→ QUOTED PASSAGE
......

I have a general question about databases. We usually use the term collation with databases. I would like to know how its different from character set. I guess collation is a subset of character set. If its true, what is the purpose multiple collation under a character set.


2 Answers 2


Character sets is a list of symbols. If you compare ASCII to latin1, with latin1 you will be able to write all american words because latin1 contains all ASCII characters, which are sufficient to write any English word. On the contrary, with ASCII you will not be able to write all words of Western European specific languages, because for instance characters like 'À', 'ë', 'õ', 'Ñ' are missing.

Collation is about comparison between characters. It defines a set of rules to compare characters of a character set.

In MySQL, collations are often related to one language (e.g. 'latin1_swedish_ci', 'latin1_german1_ci', etc.). When you order a select query, a word starting by 'ö' will be placed between two words starting by 'o' and 'p' in some languages (with some collations). But with another collation, this character may be placed completely at the end, which make the resulting selection different.

  • Thanks, Its almost clear now. So I think selecting the collation is a serious concern while planning for a multilingual site? For example if the collation is 'latin1_swedish_ci', I wont be getting expected result while dealing with unicode languages.?

......

→ MATERIAL PROVIDED

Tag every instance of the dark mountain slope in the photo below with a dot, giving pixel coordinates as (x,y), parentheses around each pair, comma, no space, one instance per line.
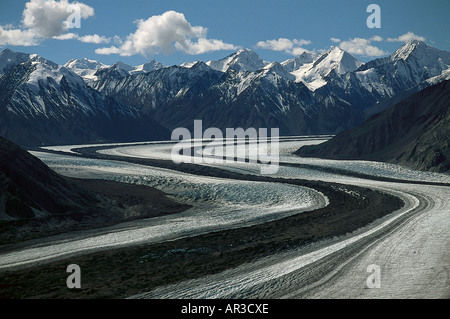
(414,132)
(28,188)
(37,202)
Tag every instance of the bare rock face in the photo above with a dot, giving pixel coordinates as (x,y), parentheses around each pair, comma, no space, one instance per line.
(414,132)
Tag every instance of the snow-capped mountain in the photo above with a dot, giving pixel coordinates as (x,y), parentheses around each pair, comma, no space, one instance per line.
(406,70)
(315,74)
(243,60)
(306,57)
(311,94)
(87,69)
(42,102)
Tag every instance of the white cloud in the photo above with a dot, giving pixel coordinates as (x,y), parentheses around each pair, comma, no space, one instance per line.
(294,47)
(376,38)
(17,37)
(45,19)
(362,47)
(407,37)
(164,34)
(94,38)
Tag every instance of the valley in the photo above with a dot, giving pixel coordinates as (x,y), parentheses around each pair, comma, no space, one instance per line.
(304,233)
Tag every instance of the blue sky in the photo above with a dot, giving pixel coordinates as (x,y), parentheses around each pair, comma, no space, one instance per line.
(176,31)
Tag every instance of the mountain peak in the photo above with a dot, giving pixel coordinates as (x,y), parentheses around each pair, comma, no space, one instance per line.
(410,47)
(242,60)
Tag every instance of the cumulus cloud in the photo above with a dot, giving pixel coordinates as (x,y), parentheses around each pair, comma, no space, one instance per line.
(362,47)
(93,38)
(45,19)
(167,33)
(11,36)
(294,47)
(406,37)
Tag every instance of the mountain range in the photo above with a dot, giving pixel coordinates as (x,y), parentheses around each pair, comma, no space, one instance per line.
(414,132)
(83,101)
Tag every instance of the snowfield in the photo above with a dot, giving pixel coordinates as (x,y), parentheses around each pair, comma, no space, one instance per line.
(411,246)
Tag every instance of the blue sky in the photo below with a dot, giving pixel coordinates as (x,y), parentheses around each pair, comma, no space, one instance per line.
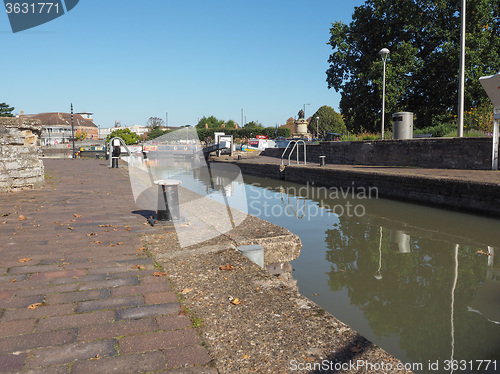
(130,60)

......

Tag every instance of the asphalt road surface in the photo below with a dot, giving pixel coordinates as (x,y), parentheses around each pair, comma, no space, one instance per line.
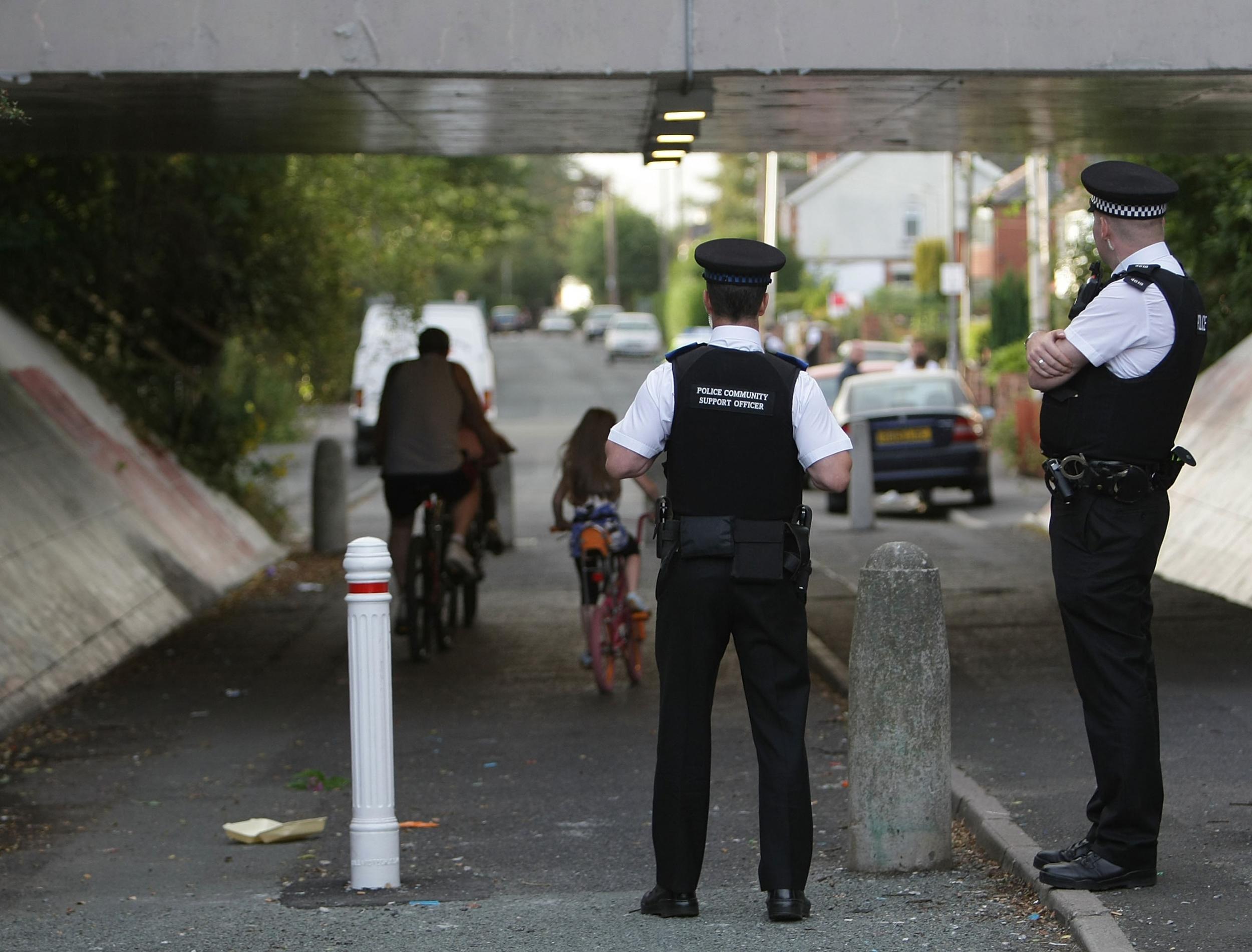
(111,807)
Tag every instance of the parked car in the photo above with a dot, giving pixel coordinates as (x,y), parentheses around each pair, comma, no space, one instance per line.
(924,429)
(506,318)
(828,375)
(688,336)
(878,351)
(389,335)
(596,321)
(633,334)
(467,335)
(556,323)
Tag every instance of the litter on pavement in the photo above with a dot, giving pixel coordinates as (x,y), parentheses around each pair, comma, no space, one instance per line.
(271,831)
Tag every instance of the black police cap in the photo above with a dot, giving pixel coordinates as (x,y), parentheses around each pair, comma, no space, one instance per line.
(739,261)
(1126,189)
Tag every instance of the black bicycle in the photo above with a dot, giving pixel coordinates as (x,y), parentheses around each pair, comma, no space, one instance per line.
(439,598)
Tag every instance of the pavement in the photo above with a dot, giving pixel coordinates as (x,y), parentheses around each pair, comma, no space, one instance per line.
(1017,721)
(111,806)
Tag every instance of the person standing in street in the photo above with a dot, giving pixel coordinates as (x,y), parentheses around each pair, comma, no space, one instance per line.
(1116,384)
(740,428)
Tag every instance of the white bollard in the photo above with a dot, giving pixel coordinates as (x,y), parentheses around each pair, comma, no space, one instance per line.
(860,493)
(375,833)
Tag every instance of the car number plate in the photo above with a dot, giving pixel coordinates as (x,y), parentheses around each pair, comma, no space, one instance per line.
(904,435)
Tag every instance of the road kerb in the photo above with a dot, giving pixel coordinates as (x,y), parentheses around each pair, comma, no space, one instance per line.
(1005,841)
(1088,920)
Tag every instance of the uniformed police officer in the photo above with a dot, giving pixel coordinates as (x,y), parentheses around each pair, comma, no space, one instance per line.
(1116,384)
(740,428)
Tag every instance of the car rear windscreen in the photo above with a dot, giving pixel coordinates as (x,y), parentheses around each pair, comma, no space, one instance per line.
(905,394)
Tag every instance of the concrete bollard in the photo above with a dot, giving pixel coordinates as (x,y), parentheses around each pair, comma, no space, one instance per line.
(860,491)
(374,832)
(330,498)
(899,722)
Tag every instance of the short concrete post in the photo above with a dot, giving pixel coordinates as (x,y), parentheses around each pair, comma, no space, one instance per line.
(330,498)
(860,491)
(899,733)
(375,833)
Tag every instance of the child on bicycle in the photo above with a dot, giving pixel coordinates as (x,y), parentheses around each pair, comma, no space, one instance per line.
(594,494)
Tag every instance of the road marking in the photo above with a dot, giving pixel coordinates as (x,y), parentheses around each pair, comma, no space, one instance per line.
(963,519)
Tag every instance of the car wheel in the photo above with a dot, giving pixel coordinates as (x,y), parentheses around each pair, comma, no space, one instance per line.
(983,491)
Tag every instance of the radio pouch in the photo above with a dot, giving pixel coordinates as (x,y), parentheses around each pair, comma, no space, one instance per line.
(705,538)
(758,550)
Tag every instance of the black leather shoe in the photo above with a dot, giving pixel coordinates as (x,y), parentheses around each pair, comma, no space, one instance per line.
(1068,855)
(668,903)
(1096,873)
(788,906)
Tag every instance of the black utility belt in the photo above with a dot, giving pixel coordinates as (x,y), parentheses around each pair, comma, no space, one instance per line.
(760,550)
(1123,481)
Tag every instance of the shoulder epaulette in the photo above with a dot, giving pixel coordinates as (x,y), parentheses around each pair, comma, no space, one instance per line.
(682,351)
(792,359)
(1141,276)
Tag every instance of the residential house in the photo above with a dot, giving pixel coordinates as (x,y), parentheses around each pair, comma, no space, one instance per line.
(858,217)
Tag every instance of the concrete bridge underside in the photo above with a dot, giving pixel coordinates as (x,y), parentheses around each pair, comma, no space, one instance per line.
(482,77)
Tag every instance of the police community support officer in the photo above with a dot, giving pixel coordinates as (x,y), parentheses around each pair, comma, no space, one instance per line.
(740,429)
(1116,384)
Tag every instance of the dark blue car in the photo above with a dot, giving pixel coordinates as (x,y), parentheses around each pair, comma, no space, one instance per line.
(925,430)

......

→ WORK TO COMPLETE
**A.** Reproduce the passage on character sets and collations from "2 Answers 2" to "of a character set.", substituting "US-ASCII" for "ASCII".
**B.** Locate each line of the records that contains the word "police" and copy those lines out.

→ TASK-BY-TASK OUTPUTS
**A.**
2 Answers 2


Character sets is a list of symbols. If you compare US-ASCII to latin1, with latin1 you will be able to write all american words because latin1 contains all US-ASCII characters, which are sufficient to write any English word. On the contrary, with US-ASCII you will not be able to write all words of Western European specific languages, because for instance characters like 'À', 'ë', 'õ', 'Ñ' are missing.

Collation is about comparison between characters. It defines a set of rules to compare characters of a character set.

**B.**
Tag every instance of the black police cap in the photo above with a dot, giving pixel coordinates as (x,y), parentheses around each pair, comma, no space, one instance per line.
Tag every instance of the uniformed police officer in the photo above with a dot, giving pixel coordinates as (x,y), parentheses around each pair, comma, no space, one instance per line.
Tag every instance of the police community support officer in the photo above with a dot, giving pixel coordinates as (x,y), parentheses around each pair, comma, no space, one instance per line.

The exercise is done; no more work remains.